> **SOURCE PASSAGE**:
==========
= Feline hyperaldosteronism =

Hormonal disorder in cats

Feline hyperaldosteronism is a disease in cats. The symptoms are caused by abnormally high concentrations of the hormone aldosterone, which is secreted by the adrenal gland. The high concentrations of aldosterone may be due directly to a disorder of the adrenal gland (primary hyperaldosteronism), or due to something outside of the adrenal gland causing it to secrete excessive aldosterone (secondary hyperaldosteronism).

==Causes==
===Primary hyperaldosteronism===
Primary hyperaldosteronism (PHA) is a disorder of the adrenal cortex that causes increased circulating aldosterone levels. There are two types of PHA. One type is caused by a unilateral aldosterone-producing adenoma or adenocarcinoma. The other type, known as idiopathic hyperaldosteronism, occurs with bilateral adrenal hyperplasia.

===Secondary hyperaldosteronism===
Secondary hyperaldosteronism is a normal physiological response to decreased arterial blood volume, wherein hypovolemia activates the renin–angiotensin system to stimulate aldosterone synthesis and thus increase fluid retention.

==Mechanism==
Aldosterone receptors are present on the epithelial cells of the distal nephron in the kidney. Aldosterone activates sodium channels that result in sodium resorption from the urine. Increased sodium and water retention results in systemic arterial hypertension. This increase in active sodium reabsorption generates an electrochemical gradient that leads to passive transfer of potassium from the tubular cells into the urine. This causes a lower total body concentration of potassium and potentially, hypokalemia. Hypokalemia affects polarization of nerve and muscle membranes, which causes episodic muscle weakness.

==Symptoms==
Symptoms primarily relate to the effects of hypokalemia (potassium depletion) and systemic arterial hypertension (elevated blood pressure). As the disease progresses, affected cats will present muscular weakness and/or ocular signs of hypertension. Signs of muscle weakness can include a plantigrade stance of the hindlimbs, cervical ventroflexion, inability to jump, lateral recumbency, or collapse. Ocular signs of arterial hypertension include mydriasis, hyphema, or blindness due to retinal detachment and/or intraocular hemorrhages. A palpable mass in the cranial abdomen is another potential finding.

==Diagnosis==
Persistently increased blood pressure may also be due to kidney disease or hyperthyroidism. When a cause is not readily apparent, and especially when hypokalemia is identified, hyperaldosteronism should be considered. Diagnostic imaging, usually beginning with abdominal ultrasound, may identify that one or both adrenal glands are enlarged. Imaging may also detect metastasis and usually includes radiographs of the chest in addition to abdominal ultrasound and/or computerized tomography (CT).
==========
> **SOURCE INFORMATION**:
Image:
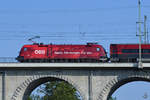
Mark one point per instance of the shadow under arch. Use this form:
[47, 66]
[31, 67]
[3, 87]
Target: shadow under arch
[34, 84]
[125, 81]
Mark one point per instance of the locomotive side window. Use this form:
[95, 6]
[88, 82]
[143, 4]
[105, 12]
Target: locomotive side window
[98, 49]
[25, 49]
[130, 50]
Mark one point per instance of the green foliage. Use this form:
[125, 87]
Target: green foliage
[57, 90]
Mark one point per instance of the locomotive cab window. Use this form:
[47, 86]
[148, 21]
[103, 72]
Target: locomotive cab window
[25, 49]
[97, 49]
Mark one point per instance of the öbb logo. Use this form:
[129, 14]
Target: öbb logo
[39, 51]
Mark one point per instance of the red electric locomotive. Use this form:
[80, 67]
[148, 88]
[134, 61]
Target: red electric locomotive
[129, 52]
[62, 53]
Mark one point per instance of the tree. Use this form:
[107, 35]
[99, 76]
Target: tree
[57, 90]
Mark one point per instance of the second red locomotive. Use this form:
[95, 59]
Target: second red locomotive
[62, 53]
[129, 52]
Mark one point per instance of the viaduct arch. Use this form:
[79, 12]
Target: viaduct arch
[93, 81]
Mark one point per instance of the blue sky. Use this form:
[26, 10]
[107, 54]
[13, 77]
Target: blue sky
[68, 22]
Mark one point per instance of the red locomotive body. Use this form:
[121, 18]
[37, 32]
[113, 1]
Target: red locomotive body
[129, 52]
[62, 53]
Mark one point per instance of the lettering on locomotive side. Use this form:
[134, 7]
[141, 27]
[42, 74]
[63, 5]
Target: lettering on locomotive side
[76, 53]
[39, 51]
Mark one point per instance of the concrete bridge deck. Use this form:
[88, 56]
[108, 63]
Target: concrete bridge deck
[73, 65]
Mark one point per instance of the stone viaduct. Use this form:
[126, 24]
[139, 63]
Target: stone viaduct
[94, 81]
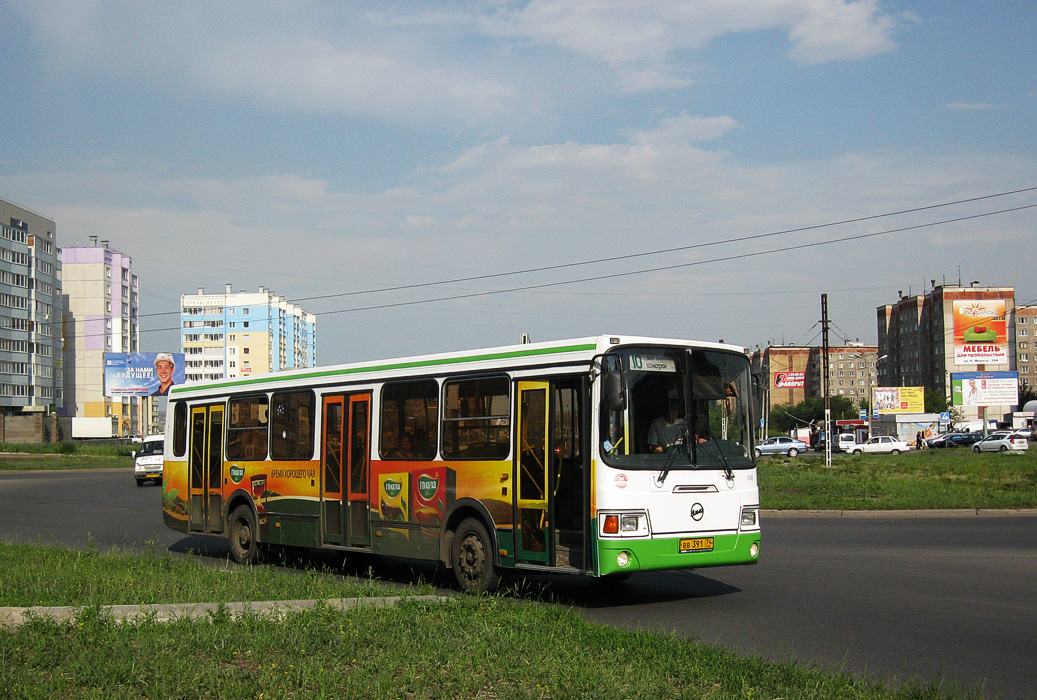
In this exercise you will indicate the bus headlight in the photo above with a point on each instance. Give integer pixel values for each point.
(623, 525)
==========
> **WHAT TO DO**:
1. Rewrite the paragraph beginning "Aldosterone receptors are present" in the feline hyperaldosteronism article as a bulleted list that keeps its main facts.
2. Quote the feline hyperaldosteronism article between "Feline hyperaldosteronism is" and "aldosterone (secondary hyperaldosteronism).", inclusive.

> **ANSWER SET**:
1.
- Aldosterone receptors are on the epithelial cells of the distal nephron in the kidney.
- Aldosterone activates sodium channels, leading to sodium resorption from the urine.
- Greater sodium and water retention causes systemic arterial hypertension.
- The increased active sodium reabsorption creates an electrochemical gradient that passively moves potassium from the tubular cells into the urine.
- This lowers total body potassium and may cause hypokalemia.
- Hypokalemia affects the polarization of nerve and muscle membranes, causing episodic muscle weakness.

2.
Feline hyperaldosteronism is a disease in cats. The symptoms are caused by abnormally high concentrations of the hormone aldosterone, which is secreted by the adrenal gland. The high concentrations of aldosterone may be due directly to a disorder of the adrenal gland (primary hyperaldosteronism), or due to something outside of the adrenal gland causing it to secrete excessive aldosterone (secondary hyperaldosteronism).